→ SOURCE
A new court has just opened in London to rival (some) of the buildings accommodating the Olympic Games. The Rolls Building (http://www.justice.gov.uk/guidance/courts-andtribunals/ courts/rolls-building.htm) contains 31 brand new courts, including 3 sophisticated new “super courts”, and it now houses the Chancery, the Admiralty and Commercial, and the Technology and Construction courts all in one innovative, specialist legal complex.

 
There would be little use in providing these excellent facilities, however, if our judiciary did not do their bit to ensure that every assistance is given, within the parameters of the court rules, to foreign litigants in general and insolvency practitioners in particular to aid the enforcement of their judgments against available assets in the UK. 
 
Over the last ten years or so the English court has shown an ever-increasing willingness to assist those armed with foreign judgments, and that trend has become even more pronounced in the last year. Back in 2001 the UK court held that it would provide assistance to a foreign court unless there were powerful reasons not to (England v Smith [2001] CH 419). One such powerful reason might be the protection of a British national or company from foreign judgments where no reciprocal arrangements exist and where private international law might suggest a defendant would do well to keep its defence to itself until sued in its home court.
 
Such a calculation might now be severely misplaced given recent authority of the English court. A reciprocal arrangement is effectively a bilateral agreement between countries to enforce each other’s judgments. An example of this is the Foreign Judgements (Reciprocal Enforcements) Act 1933, which gives countries such as India, Pakistan and Australia, countries that are not party to European arrangements under the Brussels/Lugano schemes, the opportunity to enforce their judgments here, and vice versa. The Administration of Justice Act 1920, which includes over 40 countries, is another such arrangement.
 
In Rubin and another v Euro Finance SA and other [2010] EWCA Civ 895 the Court of Appeal held that despite argument to the contrary, judgments in bankruptcy proceedings were neither judgments in rem nor judgments in personam and, as a consequence, the rules of private international law did not apply. Transactions at an undervalue and preferences were liable to be struck down in most bankruptcy codes throughout the world and the English court found that such claims were integral and central to the collective nature of bankruptcy. The calculation by the defendant, therefore, not to appear in proceedings commenced in New York was fatal, as the English court upheld the enforcement of the New York judgment without the need for the claimant to prove its claim afresh in England. As a consequence the New York judgment was immediately enforceable against the defendants. The principle of reciprocity again provides the platform for an easier, quicker route to enforcement without the need to instigate fresh local proceedings.

→ GIVEN REQUEST
Could you resume the article on enforcing foreign judgments in English courts, picking up right after its final sentence? The records have nothing to do with the article on enforcing foreign judgments in English courts.

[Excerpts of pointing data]
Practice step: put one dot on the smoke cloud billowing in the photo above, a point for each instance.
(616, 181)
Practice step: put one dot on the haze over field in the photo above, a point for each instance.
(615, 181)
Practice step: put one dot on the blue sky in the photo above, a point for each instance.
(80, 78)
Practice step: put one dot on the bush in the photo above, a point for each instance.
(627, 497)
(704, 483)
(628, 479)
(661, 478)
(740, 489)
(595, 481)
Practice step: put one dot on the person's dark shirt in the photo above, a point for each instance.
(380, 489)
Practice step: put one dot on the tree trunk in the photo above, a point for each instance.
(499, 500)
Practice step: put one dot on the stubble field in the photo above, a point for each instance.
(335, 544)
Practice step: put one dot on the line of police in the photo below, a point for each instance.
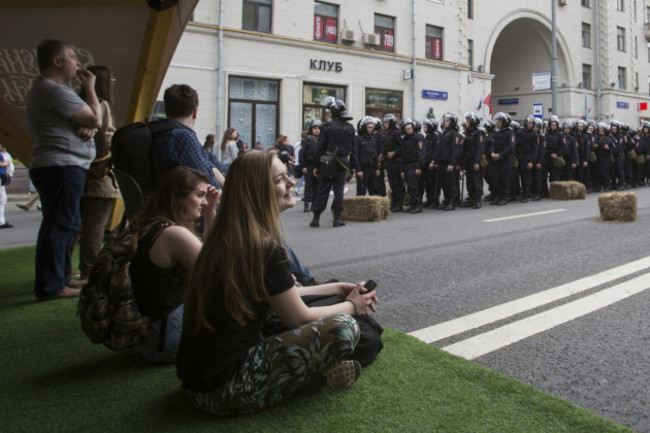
(517, 162)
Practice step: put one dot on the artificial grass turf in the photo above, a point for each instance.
(54, 379)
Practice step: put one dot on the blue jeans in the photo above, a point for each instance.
(148, 349)
(60, 189)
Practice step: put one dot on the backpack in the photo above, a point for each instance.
(131, 148)
(107, 307)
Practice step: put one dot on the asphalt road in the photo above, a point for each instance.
(437, 267)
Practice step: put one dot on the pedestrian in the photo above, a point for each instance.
(62, 126)
(335, 141)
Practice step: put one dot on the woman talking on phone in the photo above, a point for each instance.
(242, 274)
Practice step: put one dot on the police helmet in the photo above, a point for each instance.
(472, 118)
(391, 120)
(504, 118)
(490, 126)
(338, 109)
(406, 121)
(315, 124)
(453, 120)
(363, 123)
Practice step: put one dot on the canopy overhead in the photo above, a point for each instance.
(133, 40)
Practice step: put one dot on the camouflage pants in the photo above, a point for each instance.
(283, 364)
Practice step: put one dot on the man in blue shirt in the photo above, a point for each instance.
(180, 145)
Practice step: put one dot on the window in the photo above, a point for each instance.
(385, 28)
(586, 76)
(470, 54)
(313, 97)
(257, 15)
(620, 38)
(621, 78)
(253, 109)
(433, 43)
(381, 102)
(586, 35)
(326, 22)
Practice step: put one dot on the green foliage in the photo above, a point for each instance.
(54, 379)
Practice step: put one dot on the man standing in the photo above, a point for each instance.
(337, 139)
(62, 126)
(178, 144)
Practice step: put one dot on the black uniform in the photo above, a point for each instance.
(526, 150)
(336, 138)
(473, 150)
(448, 155)
(411, 163)
(503, 144)
(308, 157)
(390, 143)
(365, 159)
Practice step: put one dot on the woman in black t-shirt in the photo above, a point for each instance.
(242, 273)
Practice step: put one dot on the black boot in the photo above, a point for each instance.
(315, 222)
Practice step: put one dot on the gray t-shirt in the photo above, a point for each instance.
(49, 107)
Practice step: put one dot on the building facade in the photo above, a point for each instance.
(265, 66)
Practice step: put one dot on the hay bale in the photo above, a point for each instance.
(617, 206)
(567, 190)
(365, 209)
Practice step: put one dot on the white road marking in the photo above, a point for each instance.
(503, 311)
(487, 342)
(526, 215)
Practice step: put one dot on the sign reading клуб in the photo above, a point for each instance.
(325, 65)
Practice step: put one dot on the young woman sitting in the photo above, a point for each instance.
(242, 273)
(167, 247)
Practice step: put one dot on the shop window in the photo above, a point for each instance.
(326, 22)
(257, 15)
(433, 43)
(385, 28)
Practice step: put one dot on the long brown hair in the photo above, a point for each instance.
(226, 138)
(167, 201)
(230, 267)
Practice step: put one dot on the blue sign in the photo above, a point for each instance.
(434, 94)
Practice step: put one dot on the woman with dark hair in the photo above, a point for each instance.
(167, 247)
(228, 148)
(100, 191)
(242, 273)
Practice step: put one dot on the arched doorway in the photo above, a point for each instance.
(519, 47)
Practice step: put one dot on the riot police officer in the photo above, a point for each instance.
(447, 158)
(365, 157)
(473, 150)
(390, 146)
(411, 163)
(502, 149)
(336, 139)
(308, 157)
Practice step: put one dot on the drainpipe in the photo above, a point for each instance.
(597, 62)
(414, 74)
(220, 103)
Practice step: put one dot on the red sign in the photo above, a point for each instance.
(318, 27)
(389, 40)
(330, 29)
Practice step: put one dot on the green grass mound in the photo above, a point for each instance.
(54, 379)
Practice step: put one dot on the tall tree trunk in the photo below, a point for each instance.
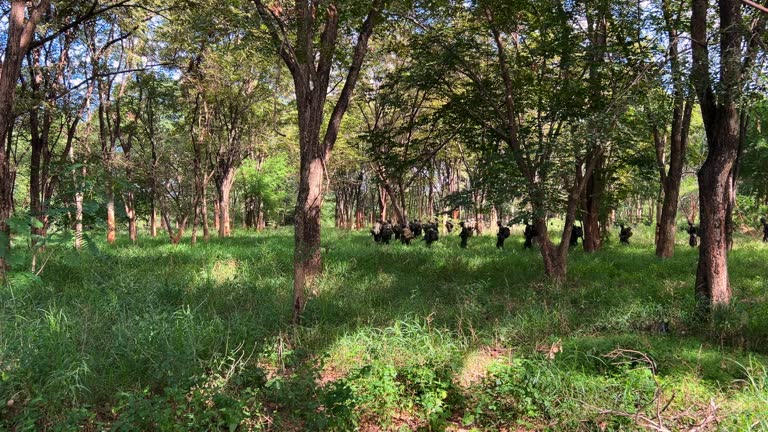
(721, 122)
(734, 179)
(17, 42)
(382, 203)
(592, 241)
(153, 218)
(671, 179)
(224, 190)
(111, 225)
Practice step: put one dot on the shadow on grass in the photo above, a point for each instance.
(152, 315)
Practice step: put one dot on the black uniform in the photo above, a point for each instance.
(502, 235)
(625, 234)
(417, 228)
(529, 234)
(407, 236)
(693, 233)
(431, 235)
(376, 232)
(386, 232)
(765, 229)
(465, 234)
(398, 230)
(576, 233)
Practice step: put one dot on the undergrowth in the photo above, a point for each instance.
(159, 337)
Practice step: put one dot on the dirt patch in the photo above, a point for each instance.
(476, 364)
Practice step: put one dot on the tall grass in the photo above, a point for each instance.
(159, 337)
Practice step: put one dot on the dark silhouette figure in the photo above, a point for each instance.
(693, 233)
(502, 235)
(465, 234)
(376, 231)
(417, 228)
(407, 236)
(386, 232)
(430, 234)
(529, 234)
(765, 229)
(449, 226)
(576, 233)
(398, 230)
(625, 234)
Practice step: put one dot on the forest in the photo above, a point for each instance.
(383, 215)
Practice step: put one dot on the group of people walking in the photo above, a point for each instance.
(384, 231)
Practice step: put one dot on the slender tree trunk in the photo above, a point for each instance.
(217, 215)
(307, 258)
(712, 284)
(111, 225)
(722, 124)
(592, 206)
(225, 189)
(204, 210)
(382, 203)
(671, 180)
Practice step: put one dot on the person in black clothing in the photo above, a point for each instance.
(625, 234)
(417, 228)
(693, 233)
(430, 233)
(765, 229)
(386, 232)
(465, 234)
(529, 234)
(576, 233)
(502, 235)
(376, 231)
(406, 236)
(398, 230)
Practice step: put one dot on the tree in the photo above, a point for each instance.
(22, 21)
(719, 100)
(310, 61)
(674, 153)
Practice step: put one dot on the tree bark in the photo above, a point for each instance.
(17, 42)
(311, 72)
(224, 186)
(721, 122)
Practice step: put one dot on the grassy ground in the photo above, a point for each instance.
(159, 337)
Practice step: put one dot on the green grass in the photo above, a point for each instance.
(160, 337)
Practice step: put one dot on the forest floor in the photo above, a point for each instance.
(159, 337)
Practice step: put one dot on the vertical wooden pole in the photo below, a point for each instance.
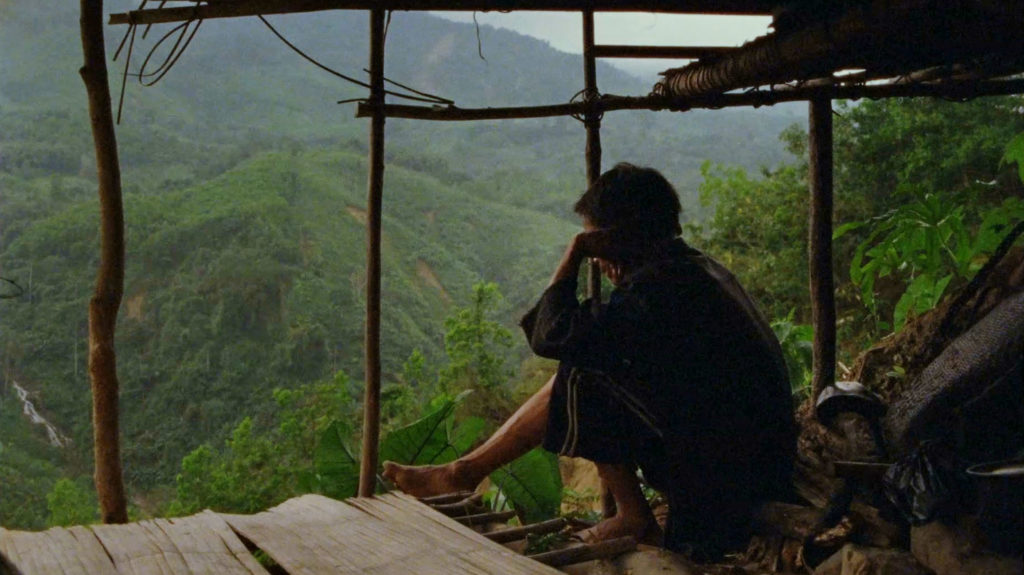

→ OUTPUT FOR THIS TASK
 
In New Cap Reinsurance Corporation Limited and another v A E Grant and others [2011] EWCA Civ 971 the Court of Appeal confirmed the trend outlined in Rubin by assisting the Australian court and holding that the reciprocal enforcement of judgments apply in insolvency matters and that section 426 of the Insolvency Act 1986 can be deployed to enforce a foreign judgment. This is as long as a reciprocal arrangement, such as the aforementioned acts, exists. For most countries, one does.
 
As if these cases weren’t enough, the High Court has ruled as recently as last month that it can assist office holders in foreign insolvency proceedings using its common law powers. This is the case even if the circumstances technically fall outside assistance legislation. In Schmitt v Deichmann [2012] EWHC 62 (Ch), the court considered authority that included the cases detailed above, coming to the conclusion that the court should have wide common law powers to proactively help foreign insolvency office holders, by treating them as it would domestic office holders. It was noted in this case that a broad commercial support of international comity should always be more important than black letter law. This further points the English court’s eagerness
to aid, even if there might technically be complications in gaining assistance.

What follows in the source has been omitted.